The task
Copy out every line of the entries below, requests included, and offset each pixel coordinate in the answers by -86. Leave the pictures out.

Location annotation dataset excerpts
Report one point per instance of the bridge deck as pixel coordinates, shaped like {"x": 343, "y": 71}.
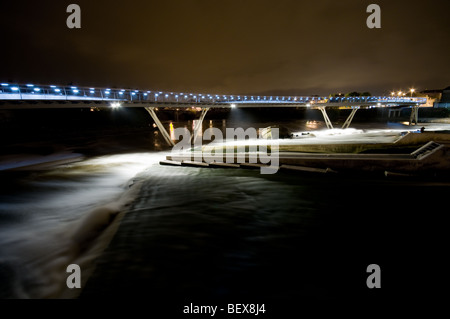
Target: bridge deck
{"x": 51, "y": 96}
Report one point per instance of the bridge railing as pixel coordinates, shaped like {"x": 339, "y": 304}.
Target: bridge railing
{"x": 10, "y": 91}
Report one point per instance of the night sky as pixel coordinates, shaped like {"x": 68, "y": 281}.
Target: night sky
{"x": 233, "y": 47}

Solution to this problem
Report one point per instance of the bridge deck as pixel coordinates, shaped like {"x": 343, "y": 71}.
Target: bridge deck
{"x": -35, "y": 10}
Report one point per instance of the bridge railing as pixel coordinates, shaped like {"x": 339, "y": 304}.
Target: bridge railing
{"x": -76, "y": 5}
Report one point per instance of the night sky as pixel coordinates, shaped like {"x": 68, "y": 281}.
Target: night sky
{"x": 147, "y": -39}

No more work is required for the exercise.